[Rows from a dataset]
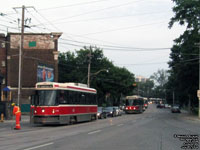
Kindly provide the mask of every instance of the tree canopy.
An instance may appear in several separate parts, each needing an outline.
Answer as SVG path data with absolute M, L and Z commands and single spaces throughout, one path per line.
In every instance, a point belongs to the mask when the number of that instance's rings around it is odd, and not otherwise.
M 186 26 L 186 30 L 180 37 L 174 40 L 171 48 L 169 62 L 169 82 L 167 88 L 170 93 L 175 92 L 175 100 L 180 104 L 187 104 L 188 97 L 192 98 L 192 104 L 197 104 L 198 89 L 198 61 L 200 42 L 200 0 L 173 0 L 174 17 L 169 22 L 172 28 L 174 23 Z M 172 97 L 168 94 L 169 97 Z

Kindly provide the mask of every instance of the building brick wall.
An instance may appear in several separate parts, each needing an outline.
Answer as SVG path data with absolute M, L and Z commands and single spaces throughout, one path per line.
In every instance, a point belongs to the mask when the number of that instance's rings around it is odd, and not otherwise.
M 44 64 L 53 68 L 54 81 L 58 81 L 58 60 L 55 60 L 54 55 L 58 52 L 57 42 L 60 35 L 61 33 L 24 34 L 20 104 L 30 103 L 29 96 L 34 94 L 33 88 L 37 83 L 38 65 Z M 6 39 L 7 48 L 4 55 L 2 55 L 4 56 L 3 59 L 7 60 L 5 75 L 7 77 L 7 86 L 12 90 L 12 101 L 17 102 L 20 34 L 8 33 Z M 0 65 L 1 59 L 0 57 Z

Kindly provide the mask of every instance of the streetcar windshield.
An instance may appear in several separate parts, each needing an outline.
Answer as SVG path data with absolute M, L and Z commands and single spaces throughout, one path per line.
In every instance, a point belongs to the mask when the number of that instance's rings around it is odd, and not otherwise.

**WHAT IS NEEDED**.
Rewrite all of the items above, replacing "Kindly provide" with "Please supply" at each occurrence and keeping every other line unchanged. Omit the pictures from your answer.

**ANSWER TO THIS PROBLEM**.
Please supply the mask of every instance of the tree canopy.
An instance may appear in several separate parts, each needing an outline.
Answer as SVG path data with absolute M, L and Z commands and single spaces throughout, one path per line.
In every instance, a point belongs to the mask when the number of that instance's rings around it is odd, and not otherwise.
M 186 26 L 186 30 L 180 37 L 174 40 L 171 48 L 169 62 L 169 82 L 167 88 L 170 93 L 175 92 L 175 100 L 180 104 L 187 104 L 188 97 L 192 98 L 192 104 L 197 104 L 198 89 L 198 61 L 200 42 L 200 0 L 173 0 L 174 17 L 169 22 L 172 28 L 174 23 Z M 172 97 L 168 94 L 169 97 Z

Please supply the mask of every instance of the building brick wall.
An instance may appear in several separate parts, each needing an outline.
Answer as SVG path data with absolute M, L and Z commands and single spaces throughout, one path per line.
In every instance, a point belongs to the mask when the number of that instance's rings around it is odd, and not otherwise.
M 44 64 L 53 68 L 54 81 L 58 81 L 58 60 L 55 60 L 54 55 L 58 52 L 57 42 L 60 35 L 61 33 L 24 34 L 20 104 L 30 103 L 29 96 L 34 94 L 33 88 L 37 83 L 38 65 Z M 6 39 L 7 48 L 4 55 L 2 55 L 4 56 L 3 59 L 7 60 L 5 75 L 7 77 L 7 86 L 12 90 L 12 101 L 17 102 L 20 34 L 8 33 Z M 0 65 L 1 59 L 0 57 Z

Please supply the mask of every instance of the streetcar windshield.
An instance may appear in several separate parts, each needing an outline.
Answer as SVG path data with absolute M, L and Z commands and single spaces throughout, one path per line.
In every instance, a point belongs to the mask when the number of that instance's rings around it is odd, and not otherwise.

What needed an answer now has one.